▸ **CHALLENGE**:
Count the lines below that contain the string "lamp" and reply with that number alone.

========

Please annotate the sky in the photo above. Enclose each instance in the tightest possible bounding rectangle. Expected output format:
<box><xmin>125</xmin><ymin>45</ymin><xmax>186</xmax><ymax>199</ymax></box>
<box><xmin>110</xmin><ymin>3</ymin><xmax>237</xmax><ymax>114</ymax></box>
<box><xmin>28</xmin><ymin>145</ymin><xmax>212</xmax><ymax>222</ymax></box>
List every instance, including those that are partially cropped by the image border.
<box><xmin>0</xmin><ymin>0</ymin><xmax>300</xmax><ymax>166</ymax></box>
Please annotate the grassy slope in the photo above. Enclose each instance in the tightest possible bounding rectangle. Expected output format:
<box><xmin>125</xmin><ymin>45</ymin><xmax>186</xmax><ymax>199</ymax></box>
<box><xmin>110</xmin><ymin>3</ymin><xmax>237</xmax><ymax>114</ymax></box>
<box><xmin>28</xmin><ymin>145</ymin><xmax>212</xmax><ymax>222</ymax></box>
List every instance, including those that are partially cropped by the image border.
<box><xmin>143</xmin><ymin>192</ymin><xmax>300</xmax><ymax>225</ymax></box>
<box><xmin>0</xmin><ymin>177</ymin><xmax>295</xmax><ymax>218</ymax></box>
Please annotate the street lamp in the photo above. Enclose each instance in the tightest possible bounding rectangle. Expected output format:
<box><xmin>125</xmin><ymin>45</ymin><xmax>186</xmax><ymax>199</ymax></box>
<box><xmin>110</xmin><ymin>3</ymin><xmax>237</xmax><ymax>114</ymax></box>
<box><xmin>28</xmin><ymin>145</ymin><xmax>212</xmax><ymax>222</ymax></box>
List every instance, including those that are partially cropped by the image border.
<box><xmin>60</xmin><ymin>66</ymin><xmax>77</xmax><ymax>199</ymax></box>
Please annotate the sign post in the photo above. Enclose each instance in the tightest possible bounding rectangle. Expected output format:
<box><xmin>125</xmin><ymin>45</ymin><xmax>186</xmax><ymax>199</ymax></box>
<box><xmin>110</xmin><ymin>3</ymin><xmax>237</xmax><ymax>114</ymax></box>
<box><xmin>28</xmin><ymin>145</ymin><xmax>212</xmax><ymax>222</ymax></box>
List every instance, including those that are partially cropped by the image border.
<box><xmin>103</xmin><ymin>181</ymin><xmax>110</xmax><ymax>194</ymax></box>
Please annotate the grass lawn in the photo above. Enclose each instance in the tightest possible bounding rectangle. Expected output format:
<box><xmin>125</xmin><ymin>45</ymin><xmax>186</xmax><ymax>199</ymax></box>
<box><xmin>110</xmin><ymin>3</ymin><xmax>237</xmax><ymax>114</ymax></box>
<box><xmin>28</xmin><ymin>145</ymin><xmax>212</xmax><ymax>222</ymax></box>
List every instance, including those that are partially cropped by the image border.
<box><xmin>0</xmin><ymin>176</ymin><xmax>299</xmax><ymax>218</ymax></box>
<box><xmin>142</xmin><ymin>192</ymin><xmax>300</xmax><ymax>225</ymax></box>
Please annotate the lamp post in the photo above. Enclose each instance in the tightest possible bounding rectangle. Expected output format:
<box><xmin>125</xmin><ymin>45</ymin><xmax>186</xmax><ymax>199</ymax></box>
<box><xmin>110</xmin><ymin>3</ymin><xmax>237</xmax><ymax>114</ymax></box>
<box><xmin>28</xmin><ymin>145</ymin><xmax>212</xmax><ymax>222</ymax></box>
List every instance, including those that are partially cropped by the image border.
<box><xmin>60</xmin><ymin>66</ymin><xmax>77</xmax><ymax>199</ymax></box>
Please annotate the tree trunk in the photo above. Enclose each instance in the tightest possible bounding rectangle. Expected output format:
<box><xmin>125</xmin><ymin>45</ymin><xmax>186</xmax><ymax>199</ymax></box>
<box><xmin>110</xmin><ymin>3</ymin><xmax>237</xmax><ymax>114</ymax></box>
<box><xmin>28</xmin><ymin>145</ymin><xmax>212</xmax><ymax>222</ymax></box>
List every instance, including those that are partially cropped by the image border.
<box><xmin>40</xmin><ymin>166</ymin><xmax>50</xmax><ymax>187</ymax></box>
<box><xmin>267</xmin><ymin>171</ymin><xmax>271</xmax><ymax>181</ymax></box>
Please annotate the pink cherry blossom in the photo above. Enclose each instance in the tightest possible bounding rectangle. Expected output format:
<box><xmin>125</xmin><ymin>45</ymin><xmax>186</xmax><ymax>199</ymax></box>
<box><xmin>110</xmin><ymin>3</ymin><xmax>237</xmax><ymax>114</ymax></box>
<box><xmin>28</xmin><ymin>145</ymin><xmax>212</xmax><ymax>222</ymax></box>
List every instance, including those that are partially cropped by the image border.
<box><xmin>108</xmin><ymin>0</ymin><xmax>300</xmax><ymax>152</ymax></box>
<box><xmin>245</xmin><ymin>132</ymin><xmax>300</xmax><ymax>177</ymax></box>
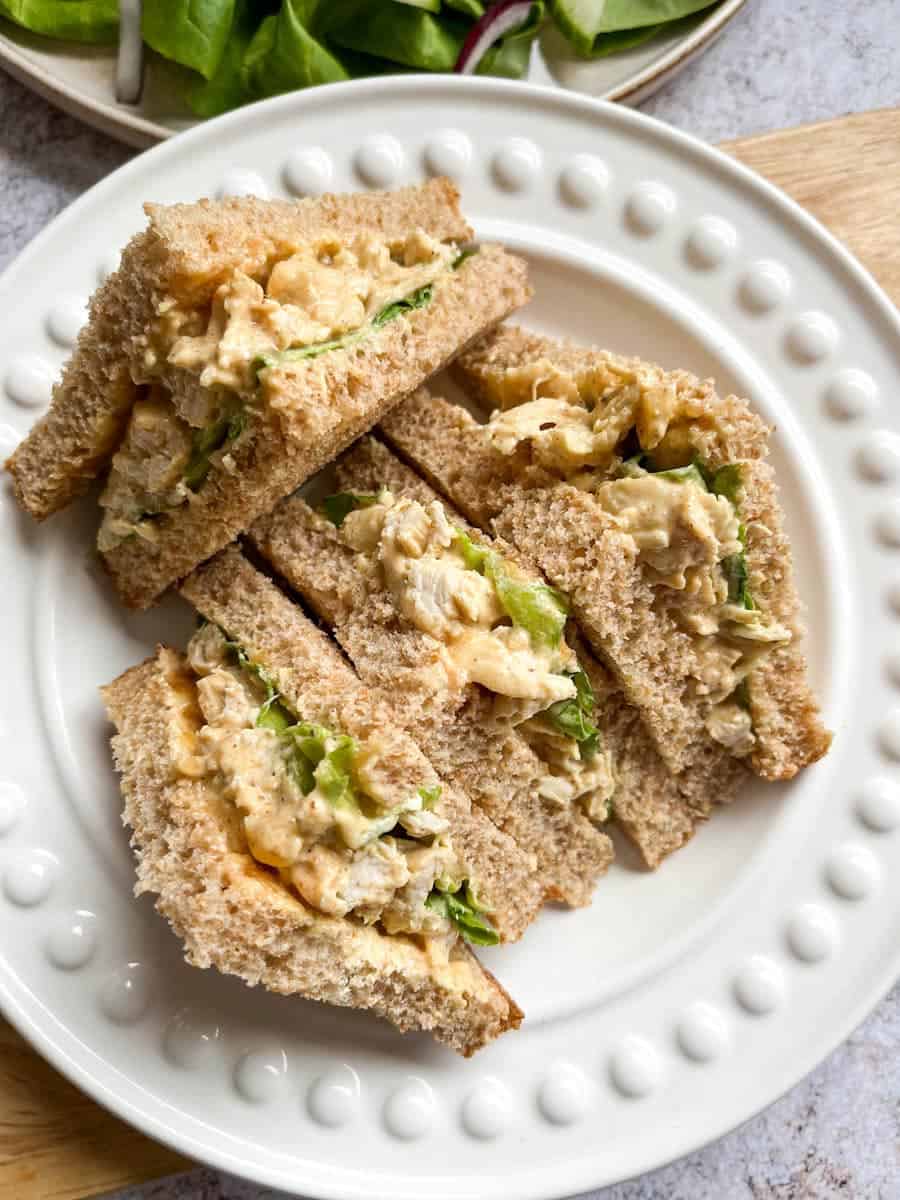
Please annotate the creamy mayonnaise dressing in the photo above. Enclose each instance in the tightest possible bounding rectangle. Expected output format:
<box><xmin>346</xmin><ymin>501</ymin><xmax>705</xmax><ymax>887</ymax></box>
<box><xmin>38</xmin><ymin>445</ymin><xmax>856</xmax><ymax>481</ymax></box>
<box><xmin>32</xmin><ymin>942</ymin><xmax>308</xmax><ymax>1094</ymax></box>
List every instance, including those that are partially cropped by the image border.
<box><xmin>98</xmin><ymin>229</ymin><xmax>457</xmax><ymax>551</ymax></box>
<box><xmin>472</xmin><ymin>359</ymin><xmax>791</xmax><ymax>753</ymax></box>
<box><xmin>184</xmin><ymin>625</ymin><xmax>462</xmax><ymax>935</ymax></box>
<box><xmin>164</xmin><ymin>229</ymin><xmax>456</xmax><ymax>395</ymax></box>
<box><xmin>341</xmin><ymin>492</ymin><xmax>577</xmax><ymax>705</ymax></box>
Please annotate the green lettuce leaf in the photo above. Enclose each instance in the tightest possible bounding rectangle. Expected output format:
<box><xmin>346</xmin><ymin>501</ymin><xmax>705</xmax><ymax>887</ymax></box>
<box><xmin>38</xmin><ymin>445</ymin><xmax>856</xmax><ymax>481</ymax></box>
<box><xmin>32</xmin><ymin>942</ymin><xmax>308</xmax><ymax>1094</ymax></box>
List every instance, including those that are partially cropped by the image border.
<box><xmin>241</xmin><ymin>0</ymin><xmax>350</xmax><ymax>100</ymax></box>
<box><xmin>257</xmin><ymin>279</ymin><xmax>436</xmax><ymax>371</ymax></box>
<box><xmin>454</xmin><ymin>529</ymin><xmax>569</xmax><ymax>647</ymax></box>
<box><xmin>185</xmin><ymin>0</ymin><xmax>259</xmax><ymax>118</ymax></box>
<box><xmin>0</xmin><ymin>0</ymin><xmax>119</xmax><ymax>43</ymax></box>
<box><xmin>314</xmin><ymin>730</ymin><xmax>359</xmax><ymax>809</ymax></box>
<box><xmin>184</xmin><ymin>408</ymin><xmax>247</xmax><ymax>492</ymax></box>
<box><xmin>140</xmin><ymin>0</ymin><xmax>234</xmax><ymax>79</ymax></box>
<box><xmin>418</xmin><ymin>784</ymin><xmax>440</xmax><ymax>809</ymax></box>
<box><xmin>425</xmin><ymin>881</ymin><xmax>500</xmax><ymax>946</ymax></box>
<box><xmin>707</xmin><ymin>462</ymin><xmax>744</xmax><ymax>508</ymax></box>
<box><xmin>372</xmin><ymin>283</ymin><xmax>434</xmax><ymax>329</ymax></box>
<box><xmin>322</xmin><ymin>492</ymin><xmax>378</xmax><ymax>529</ymax></box>
<box><xmin>541</xmin><ymin>670</ymin><xmax>600</xmax><ymax>758</ymax></box>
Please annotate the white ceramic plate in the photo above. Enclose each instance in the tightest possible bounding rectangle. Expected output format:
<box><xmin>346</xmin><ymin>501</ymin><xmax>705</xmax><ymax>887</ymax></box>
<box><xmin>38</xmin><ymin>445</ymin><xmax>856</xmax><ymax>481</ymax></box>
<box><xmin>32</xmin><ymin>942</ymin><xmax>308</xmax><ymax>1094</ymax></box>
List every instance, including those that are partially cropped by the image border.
<box><xmin>0</xmin><ymin>0</ymin><xmax>746</xmax><ymax>148</ymax></box>
<box><xmin>0</xmin><ymin>78</ymin><xmax>900</xmax><ymax>1200</ymax></box>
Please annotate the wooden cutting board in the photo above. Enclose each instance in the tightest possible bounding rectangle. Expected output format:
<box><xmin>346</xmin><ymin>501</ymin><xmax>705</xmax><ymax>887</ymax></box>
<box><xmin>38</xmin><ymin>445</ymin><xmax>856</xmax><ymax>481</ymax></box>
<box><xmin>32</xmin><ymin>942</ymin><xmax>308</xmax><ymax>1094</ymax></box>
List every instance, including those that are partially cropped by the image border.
<box><xmin>0</xmin><ymin>109</ymin><xmax>900</xmax><ymax>1200</ymax></box>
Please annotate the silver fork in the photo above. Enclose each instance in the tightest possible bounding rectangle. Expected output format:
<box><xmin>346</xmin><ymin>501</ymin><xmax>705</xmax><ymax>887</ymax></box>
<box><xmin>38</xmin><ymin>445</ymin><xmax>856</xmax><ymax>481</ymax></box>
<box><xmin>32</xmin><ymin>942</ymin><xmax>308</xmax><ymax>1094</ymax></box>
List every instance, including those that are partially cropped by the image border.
<box><xmin>115</xmin><ymin>0</ymin><xmax>144</xmax><ymax>104</ymax></box>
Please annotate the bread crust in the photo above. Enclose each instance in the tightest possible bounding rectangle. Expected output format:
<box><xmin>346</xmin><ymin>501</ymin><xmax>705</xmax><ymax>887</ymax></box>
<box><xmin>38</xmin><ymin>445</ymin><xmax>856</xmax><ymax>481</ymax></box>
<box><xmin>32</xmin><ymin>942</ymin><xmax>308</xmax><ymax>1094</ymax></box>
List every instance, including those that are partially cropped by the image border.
<box><xmin>251</xmin><ymin>437</ymin><xmax>613</xmax><ymax>906</ymax></box>
<box><xmin>380</xmin><ymin>326</ymin><xmax>830</xmax><ymax>779</ymax></box>
<box><xmin>104</xmin><ymin>246</ymin><xmax>530</xmax><ymax>608</ymax></box>
<box><xmin>181</xmin><ymin>547</ymin><xmax>541</xmax><ymax>941</ymax></box>
<box><xmin>6</xmin><ymin>179</ymin><xmax>472</xmax><ymax>521</ymax></box>
<box><xmin>102</xmin><ymin>647</ymin><xmax>522</xmax><ymax>1056</ymax></box>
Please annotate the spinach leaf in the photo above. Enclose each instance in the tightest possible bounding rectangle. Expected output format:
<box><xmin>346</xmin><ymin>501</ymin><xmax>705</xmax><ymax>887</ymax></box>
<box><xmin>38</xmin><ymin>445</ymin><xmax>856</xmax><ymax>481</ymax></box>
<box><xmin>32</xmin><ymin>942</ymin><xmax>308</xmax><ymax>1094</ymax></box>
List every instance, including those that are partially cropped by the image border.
<box><xmin>0</xmin><ymin>0</ymin><xmax>119</xmax><ymax>42</ymax></box>
<box><xmin>324</xmin><ymin>0</ymin><xmax>470</xmax><ymax>71</ymax></box>
<box><xmin>444</xmin><ymin>0</ymin><xmax>485</xmax><ymax>20</ymax></box>
<box><xmin>708</xmin><ymin>462</ymin><xmax>744</xmax><ymax>508</ymax></box>
<box><xmin>550</xmin><ymin>0</ymin><xmax>716</xmax><ymax>58</ymax></box>
<box><xmin>140</xmin><ymin>0</ymin><xmax>234</xmax><ymax>79</ymax></box>
<box><xmin>322</xmin><ymin>492</ymin><xmax>378</xmax><ymax>529</ymax></box>
<box><xmin>586</xmin><ymin>24</ymin><xmax>667</xmax><ymax>59</ymax></box>
<box><xmin>241</xmin><ymin>0</ymin><xmax>350</xmax><ymax>100</ymax></box>
<box><xmin>372</xmin><ymin>283</ymin><xmax>434</xmax><ymax>329</ymax></box>
<box><xmin>185</xmin><ymin>0</ymin><xmax>259</xmax><ymax>116</ymax></box>
<box><xmin>475</xmin><ymin>2</ymin><xmax>544</xmax><ymax>79</ymax></box>
<box><xmin>450</xmin><ymin>246</ymin><xmax>479</xmax><ymax>271</ymax></box>
<box><xmin>257</xmin><ymin>280</ymin><xmax>439</xmax><ymax>372</ymax></box>
<box><xmin>649</xmin><ymin>462</ymin><xmax>709</xmax><ymax>492</ymax></box>
<box><xmin>454</xmin><ymin>529</ymin><xmax>569</xmax><ymax>647</ymax></box>
<box><xmin>418</xmin><ymin>784</ymin><xmax>440</xmax><ymax>810</ymax></box>
<box><xmin>541</xmin><ymin>670</ymin><xmax>600</xmax><ymax>758</ymax></box>
<box><xmin>425</xmin><ymin>881</ymin><xmax>500</xmax><ymax>946</ymax></box>
<box><xmin>720</xmin><ymin>553</ymin><xmax>750</xmax><ymax>607</ymax></box>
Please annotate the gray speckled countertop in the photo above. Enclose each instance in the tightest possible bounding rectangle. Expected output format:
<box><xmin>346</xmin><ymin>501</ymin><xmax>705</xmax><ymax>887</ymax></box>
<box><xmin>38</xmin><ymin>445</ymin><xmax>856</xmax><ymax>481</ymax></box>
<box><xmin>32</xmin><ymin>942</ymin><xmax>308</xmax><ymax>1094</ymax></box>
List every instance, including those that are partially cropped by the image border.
<box><xmin>0</xmin><ymin>0</ymin><xmax>900</xmax><ymax>1200</ymax></box>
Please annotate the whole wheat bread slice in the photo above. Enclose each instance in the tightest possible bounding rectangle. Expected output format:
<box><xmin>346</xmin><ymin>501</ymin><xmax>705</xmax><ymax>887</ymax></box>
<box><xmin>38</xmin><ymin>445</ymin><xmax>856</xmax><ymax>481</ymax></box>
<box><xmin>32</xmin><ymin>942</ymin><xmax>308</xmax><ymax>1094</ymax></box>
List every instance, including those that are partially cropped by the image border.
<box><xmin>345</xmin><ymin>436</ymin><xmax>749</xmax><ymax>878</ymax></box>
<box><xmin>251</xmin><ymin>437</ymin><xmax>613</xmax><ymax>905</ymax></box>
<box><xmin>7</xmin><ymin>179</ymin><xmax>472</xmax><ymax>520</ymax></box>
<box><xmin>382</xmin><ymin>364</ymin><xmax>830</xmax><ymax>779</ymax></box>
<box><xmin>103</xmin><ymin>647</ymin><xmax>522</xmax><ymax>1056</ymax></box>
<box><xmin>181</xmin><ymin>547</ymin><xmax>541</xmax><ymax>941</ymax></box>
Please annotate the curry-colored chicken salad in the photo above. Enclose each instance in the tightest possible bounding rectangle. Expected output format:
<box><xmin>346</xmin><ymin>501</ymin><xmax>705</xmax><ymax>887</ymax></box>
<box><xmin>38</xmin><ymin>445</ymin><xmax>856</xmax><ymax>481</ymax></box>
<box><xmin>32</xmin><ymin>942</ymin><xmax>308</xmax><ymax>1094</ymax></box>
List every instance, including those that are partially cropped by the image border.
<box><xmin>472</xmin><ymin>350</ymin><xmax>792</xmax><ymax>757</ymax></box>
<box><xmin>181</xmin><ymin>624</ymin><xmax>498</xmax><ymax>947</ymax></box>
<box><xmin>324</xmin><ymin>490</ymin><xmax>616</xmax><ymax>822</ymax></box>
<box><xmin>98</xmin><ymin>229</ymin><xmax>470</xmax><ymax>552</ymax></box>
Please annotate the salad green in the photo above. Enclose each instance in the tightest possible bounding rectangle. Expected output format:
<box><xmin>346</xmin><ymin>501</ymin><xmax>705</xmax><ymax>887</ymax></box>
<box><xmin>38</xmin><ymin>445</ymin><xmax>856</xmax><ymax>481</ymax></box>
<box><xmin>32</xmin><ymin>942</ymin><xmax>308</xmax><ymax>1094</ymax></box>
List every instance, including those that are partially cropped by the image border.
<box><xmin>257</xmin><ymin>282</ymin><xmax>441</xmax><ymax>371</ymax></box>
<box><xmin>425</xmin><ymin>881</ymin><xmax>500</xmax><ymax>946</ymax></box>
<box><xmin>541</xmin><ymin>670</ymin><xmax>600</xmax><ymax>760</ymax></box>
<box><xmin>454</xmin><ymin>529</ymin><xmax>569</xmax><ymax>647</ymax></box>
<box><xmin>0</xmin><ymin>0</ymin><xmax>715</xmax><ymax>118</ymax></box>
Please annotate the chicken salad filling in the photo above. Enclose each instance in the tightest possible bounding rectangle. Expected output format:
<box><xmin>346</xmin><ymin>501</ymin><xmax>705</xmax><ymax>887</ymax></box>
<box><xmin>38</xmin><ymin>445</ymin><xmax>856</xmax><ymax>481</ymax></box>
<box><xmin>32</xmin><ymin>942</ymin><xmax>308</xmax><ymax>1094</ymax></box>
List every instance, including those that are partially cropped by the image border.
<box><xmin>145</xmin><ymin>229</ymin><xmax>460</xmax><ymax>396</ymax></box>
<box><xmin>182</xmin><ymin>624</ymin><xmax>498</xmax><ymax>944</ymax></box>
<box><xmin>472</xmin><ymin>359</ymin><xmax>792</xmax><ymax>756</ymax></box>
<box><xmin>98</xmin><ymin>229</ymin><xmax>475</xmax><ymax>552</ymax></box>
<box><xmin>323</xmin><ymin>490</ymin><xmax>614</xmax><ymax>821</ymax></box>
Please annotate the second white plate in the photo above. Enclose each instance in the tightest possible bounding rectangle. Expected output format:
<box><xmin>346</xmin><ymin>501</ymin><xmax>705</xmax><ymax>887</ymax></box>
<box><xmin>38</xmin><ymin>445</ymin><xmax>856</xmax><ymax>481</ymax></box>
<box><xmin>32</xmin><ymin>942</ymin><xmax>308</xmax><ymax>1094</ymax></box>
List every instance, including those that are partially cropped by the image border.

========

▸ **SOLUTION FOR THIS TASK**:
2